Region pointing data
=== Begin Enclosure ===
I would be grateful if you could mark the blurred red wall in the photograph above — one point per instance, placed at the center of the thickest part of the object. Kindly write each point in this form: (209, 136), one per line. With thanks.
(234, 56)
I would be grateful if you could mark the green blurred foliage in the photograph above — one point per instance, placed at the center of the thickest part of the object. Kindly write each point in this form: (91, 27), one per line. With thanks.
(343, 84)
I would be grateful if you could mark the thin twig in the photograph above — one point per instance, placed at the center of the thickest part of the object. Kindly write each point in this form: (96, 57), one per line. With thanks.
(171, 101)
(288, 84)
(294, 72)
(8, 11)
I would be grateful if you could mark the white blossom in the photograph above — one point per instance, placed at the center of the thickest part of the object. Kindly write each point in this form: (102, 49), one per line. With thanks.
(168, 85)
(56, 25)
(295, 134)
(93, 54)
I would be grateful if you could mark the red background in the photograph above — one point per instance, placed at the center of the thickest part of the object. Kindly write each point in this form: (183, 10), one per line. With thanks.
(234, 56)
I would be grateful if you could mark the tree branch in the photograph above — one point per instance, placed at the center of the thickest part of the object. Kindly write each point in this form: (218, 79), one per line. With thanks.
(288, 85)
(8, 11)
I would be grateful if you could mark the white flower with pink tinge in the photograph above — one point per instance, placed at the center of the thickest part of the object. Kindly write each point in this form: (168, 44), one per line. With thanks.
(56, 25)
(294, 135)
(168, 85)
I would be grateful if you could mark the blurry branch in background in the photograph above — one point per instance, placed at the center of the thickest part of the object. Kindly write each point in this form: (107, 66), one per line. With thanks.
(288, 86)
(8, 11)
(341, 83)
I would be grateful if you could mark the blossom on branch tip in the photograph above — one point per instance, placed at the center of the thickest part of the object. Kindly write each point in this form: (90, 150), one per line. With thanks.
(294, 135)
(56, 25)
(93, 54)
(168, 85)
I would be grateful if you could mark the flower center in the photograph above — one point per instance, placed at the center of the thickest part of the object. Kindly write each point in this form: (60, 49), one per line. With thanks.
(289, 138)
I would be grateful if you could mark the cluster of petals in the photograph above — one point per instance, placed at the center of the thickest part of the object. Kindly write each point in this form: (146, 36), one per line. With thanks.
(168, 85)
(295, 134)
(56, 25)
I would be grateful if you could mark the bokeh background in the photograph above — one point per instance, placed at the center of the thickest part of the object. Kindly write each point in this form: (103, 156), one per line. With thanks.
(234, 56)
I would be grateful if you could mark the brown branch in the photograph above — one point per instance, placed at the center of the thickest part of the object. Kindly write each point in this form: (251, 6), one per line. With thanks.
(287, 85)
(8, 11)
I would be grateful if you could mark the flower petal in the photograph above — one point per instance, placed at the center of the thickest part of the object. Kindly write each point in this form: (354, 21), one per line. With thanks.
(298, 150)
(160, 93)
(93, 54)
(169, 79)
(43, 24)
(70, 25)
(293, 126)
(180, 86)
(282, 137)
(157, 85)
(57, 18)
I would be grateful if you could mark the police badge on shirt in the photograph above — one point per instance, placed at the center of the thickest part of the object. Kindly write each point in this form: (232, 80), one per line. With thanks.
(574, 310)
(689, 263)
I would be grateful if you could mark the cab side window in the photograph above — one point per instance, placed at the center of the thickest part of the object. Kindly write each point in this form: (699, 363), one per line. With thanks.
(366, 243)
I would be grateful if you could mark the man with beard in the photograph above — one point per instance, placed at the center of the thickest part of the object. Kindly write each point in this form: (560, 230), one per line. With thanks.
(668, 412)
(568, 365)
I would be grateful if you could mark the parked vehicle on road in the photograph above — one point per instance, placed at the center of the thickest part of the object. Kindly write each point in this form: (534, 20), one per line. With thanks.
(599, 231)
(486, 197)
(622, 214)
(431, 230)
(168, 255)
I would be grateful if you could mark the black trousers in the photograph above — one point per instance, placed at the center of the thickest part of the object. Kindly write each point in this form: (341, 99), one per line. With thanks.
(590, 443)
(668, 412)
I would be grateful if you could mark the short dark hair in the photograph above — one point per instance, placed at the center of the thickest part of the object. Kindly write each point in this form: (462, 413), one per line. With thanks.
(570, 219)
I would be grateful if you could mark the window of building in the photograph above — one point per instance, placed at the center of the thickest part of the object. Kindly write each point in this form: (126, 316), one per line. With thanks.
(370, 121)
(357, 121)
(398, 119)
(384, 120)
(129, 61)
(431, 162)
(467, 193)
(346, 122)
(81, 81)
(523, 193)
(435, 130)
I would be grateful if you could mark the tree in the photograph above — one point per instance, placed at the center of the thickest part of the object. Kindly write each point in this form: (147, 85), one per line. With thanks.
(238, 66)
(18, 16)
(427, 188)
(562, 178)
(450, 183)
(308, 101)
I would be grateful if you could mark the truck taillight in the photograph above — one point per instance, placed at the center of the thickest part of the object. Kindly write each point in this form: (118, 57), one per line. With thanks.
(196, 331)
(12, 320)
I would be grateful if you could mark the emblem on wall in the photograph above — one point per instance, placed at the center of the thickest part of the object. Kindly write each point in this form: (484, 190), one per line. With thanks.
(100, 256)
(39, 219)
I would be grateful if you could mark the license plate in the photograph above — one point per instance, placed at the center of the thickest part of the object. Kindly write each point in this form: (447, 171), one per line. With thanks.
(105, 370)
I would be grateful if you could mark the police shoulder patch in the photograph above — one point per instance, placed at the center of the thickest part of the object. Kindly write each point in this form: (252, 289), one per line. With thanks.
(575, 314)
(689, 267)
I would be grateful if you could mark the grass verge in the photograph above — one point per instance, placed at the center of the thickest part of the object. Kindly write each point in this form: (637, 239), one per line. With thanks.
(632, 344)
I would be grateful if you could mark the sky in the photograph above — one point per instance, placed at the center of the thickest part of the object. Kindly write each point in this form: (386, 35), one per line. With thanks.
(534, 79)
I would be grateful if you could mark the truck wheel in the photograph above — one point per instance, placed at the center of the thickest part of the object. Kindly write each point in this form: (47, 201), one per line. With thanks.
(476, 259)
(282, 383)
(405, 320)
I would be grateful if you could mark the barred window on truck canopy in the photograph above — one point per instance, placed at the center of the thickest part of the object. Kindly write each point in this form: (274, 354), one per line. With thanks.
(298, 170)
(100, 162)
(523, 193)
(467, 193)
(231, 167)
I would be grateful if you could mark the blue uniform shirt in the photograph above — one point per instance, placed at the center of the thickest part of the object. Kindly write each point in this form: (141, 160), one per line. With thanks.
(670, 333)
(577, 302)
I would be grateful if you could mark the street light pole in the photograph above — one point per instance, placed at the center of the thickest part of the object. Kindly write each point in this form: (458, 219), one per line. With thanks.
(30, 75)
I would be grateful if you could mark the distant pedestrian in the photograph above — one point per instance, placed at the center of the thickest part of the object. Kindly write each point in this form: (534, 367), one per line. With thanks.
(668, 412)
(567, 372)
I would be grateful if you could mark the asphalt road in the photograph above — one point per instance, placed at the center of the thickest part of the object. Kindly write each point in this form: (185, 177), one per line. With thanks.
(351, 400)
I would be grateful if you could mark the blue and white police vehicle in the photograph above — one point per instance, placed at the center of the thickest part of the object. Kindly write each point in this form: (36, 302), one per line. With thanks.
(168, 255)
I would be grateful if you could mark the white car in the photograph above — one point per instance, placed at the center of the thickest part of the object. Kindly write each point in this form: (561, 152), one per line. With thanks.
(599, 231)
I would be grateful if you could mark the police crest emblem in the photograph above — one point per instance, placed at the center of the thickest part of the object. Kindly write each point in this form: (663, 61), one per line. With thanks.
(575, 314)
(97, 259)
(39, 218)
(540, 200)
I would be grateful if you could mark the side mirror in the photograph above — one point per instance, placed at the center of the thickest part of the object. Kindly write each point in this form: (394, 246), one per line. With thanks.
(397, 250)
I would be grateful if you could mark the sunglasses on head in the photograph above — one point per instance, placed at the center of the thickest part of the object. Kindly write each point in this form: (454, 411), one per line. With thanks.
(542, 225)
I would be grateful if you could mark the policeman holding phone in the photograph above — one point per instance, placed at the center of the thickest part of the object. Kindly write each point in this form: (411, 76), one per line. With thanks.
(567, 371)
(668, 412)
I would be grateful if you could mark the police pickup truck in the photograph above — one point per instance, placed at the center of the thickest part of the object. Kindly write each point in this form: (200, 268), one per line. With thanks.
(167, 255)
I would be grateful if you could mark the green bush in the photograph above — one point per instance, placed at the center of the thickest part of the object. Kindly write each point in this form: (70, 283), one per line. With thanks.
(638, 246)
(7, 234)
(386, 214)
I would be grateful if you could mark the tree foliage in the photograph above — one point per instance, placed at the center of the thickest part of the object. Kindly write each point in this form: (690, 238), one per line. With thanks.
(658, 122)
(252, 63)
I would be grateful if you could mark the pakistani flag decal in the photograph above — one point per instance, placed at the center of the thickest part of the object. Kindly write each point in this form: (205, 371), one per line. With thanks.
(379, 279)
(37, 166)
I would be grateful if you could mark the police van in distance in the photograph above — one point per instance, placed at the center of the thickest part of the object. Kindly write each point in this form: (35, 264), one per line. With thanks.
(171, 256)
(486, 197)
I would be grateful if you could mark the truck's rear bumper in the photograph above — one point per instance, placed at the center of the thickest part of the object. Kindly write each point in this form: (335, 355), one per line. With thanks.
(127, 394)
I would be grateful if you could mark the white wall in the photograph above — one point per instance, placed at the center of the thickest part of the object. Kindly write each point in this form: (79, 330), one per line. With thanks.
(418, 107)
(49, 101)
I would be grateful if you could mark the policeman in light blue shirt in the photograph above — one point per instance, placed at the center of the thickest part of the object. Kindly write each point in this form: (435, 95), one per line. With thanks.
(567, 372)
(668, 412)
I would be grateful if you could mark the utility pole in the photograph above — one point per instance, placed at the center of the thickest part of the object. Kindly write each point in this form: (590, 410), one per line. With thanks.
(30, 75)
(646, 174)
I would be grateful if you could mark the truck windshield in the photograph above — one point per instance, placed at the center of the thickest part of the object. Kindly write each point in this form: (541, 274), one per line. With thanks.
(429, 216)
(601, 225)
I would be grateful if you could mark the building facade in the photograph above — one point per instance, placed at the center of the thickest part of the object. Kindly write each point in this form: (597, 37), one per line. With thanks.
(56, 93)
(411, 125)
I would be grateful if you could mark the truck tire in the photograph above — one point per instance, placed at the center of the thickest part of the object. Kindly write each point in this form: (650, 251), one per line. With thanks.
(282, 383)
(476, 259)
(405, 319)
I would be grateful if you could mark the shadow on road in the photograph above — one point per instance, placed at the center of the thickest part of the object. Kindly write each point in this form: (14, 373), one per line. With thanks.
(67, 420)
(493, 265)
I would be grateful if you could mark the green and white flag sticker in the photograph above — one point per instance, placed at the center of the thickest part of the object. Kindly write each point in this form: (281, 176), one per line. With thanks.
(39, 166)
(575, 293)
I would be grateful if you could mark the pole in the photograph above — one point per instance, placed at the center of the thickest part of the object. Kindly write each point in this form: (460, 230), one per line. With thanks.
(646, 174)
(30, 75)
=== End Enclosure ===
What is required:
Your output should be an exact copy of the lines from the one containing "I would be grateful if you could mark the shadow" through the last line of the data above.

Response:
I would be grateful if you could mark the shadow on road in the photograph above — one point per instance, placed at the center of the thickest part of the object. Kindly write each point in this form: (14, 373), one per line. With thanks.
(67, 420)
(493, 265)
I would be grateful if you could mark the green and white flag sticker in the photograph above — one point per instance, placed at the center of the thickest part of the object. Kindly write each point in this form: (281, 176), one per line. With thanks.
(39, 166)
(575, 293)
I would be grateful if you could mark the pole in the photograph above — one point per instance, placed at the center of the thickest part of the object. Kindly write each point in this form: (460, 230), one per line. With thanks.
(646, 174)
(30, 75)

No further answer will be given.